▶ [DATA SECTION]
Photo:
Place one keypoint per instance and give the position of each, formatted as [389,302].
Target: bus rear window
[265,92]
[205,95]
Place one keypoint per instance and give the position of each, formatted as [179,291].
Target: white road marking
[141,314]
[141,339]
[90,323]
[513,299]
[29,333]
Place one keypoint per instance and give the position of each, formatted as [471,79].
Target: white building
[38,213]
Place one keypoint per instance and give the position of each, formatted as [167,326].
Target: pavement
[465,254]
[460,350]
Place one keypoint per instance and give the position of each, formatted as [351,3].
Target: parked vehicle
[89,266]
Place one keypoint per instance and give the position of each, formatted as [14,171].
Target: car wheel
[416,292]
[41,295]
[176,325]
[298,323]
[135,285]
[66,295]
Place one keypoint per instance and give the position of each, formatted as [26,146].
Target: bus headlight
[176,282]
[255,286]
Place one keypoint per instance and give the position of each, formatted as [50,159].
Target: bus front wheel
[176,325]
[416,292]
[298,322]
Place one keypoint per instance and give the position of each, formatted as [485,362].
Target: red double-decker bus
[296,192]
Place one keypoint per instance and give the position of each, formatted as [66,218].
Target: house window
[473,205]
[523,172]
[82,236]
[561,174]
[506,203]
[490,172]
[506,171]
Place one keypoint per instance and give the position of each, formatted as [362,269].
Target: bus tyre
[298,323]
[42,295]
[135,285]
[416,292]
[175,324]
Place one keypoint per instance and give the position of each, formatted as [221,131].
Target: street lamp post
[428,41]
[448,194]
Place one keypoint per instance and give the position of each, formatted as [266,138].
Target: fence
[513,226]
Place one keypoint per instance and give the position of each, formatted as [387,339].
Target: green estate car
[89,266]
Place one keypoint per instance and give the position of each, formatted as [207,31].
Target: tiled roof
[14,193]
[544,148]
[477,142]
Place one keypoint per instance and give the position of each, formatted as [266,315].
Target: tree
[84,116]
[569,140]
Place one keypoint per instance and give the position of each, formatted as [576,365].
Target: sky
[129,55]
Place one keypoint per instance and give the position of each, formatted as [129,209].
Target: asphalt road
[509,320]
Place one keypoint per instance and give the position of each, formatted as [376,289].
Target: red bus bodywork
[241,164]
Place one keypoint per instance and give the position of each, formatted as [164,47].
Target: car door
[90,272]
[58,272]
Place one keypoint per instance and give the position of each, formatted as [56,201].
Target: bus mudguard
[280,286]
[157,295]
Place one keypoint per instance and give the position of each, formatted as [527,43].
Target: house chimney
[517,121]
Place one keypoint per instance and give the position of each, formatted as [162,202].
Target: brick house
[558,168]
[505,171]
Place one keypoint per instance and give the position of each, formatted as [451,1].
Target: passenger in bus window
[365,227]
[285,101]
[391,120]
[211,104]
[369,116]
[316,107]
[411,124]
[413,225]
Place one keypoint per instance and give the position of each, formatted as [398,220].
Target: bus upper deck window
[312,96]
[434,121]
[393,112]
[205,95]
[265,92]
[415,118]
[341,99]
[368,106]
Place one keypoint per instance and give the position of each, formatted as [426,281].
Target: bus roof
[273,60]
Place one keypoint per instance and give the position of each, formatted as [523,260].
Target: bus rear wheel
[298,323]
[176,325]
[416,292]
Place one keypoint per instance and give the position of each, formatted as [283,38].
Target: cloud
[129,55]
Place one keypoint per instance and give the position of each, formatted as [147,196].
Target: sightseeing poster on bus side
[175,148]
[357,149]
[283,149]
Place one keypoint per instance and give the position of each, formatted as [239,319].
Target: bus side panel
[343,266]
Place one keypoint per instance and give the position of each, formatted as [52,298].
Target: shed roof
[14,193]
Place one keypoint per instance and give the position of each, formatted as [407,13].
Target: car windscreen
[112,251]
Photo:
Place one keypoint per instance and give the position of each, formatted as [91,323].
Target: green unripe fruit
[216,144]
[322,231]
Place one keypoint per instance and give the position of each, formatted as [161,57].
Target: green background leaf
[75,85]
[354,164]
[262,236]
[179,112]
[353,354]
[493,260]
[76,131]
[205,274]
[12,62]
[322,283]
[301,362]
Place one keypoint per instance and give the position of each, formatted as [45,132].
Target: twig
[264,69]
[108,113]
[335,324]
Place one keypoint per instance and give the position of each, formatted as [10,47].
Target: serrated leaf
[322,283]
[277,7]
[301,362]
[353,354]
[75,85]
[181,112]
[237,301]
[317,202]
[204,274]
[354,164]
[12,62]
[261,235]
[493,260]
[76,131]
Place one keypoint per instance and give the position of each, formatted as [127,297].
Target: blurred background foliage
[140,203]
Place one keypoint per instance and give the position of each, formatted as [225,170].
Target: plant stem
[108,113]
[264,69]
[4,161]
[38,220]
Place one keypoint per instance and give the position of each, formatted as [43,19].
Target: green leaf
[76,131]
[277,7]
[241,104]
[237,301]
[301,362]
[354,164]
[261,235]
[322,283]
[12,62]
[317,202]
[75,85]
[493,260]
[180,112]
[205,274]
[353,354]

▶ [GIVEN INSTRUCTION]
Print nothing but the lines from the line with "formatted as [161,57]." to the last line of the records above. Both of those lines count.

▶ [CORRECT RESPONSE]
Place one keypoint per instance and give the position of each, formatted as [161,57].
Target: green background leaf
[75,85]
[354,164]
[262,236]
[179,112]
[353,354]
[493,260]
[76,131]
[205,274]
[12,62]
[322,283]
[301,362]
Place one keypoint per instance and give the position of each, formatted as [45,132].
Target: twig
[264,69]
[108,113]
[335,324]
Place one keypoint per instance and give the position of each, formatted as [10,47].
Target: serrated leaf
[322,283]
[277,7]
[301,362]
[353,354]
[75,85]
[181,112]
[237,301]
[317,202]
[204,274]
[354,164]
[12,62]
[261,235]
[493,260]
[76,131]
Place one keypoint per instance and give the position of each, formatted as [127,297].
Target: blurred background foliage
[140,203]
Place one keypoint per instance and give the position of each, formatted as [225,170].
Target: plant stem
[108,113]
[264,69]
[4,161]
[38,220]
Place one keypoint per instance and give the position of each, formatted as [43,19].
Target: green leaf
[76,131]
[277,7]
[241,104]
[237,301]
[301,362]
[354,164]
[261,235]
[322,283]
[12,62]
[317,202]
[75,85]
[493,260]
[180,112]
[205,274]
[353,354]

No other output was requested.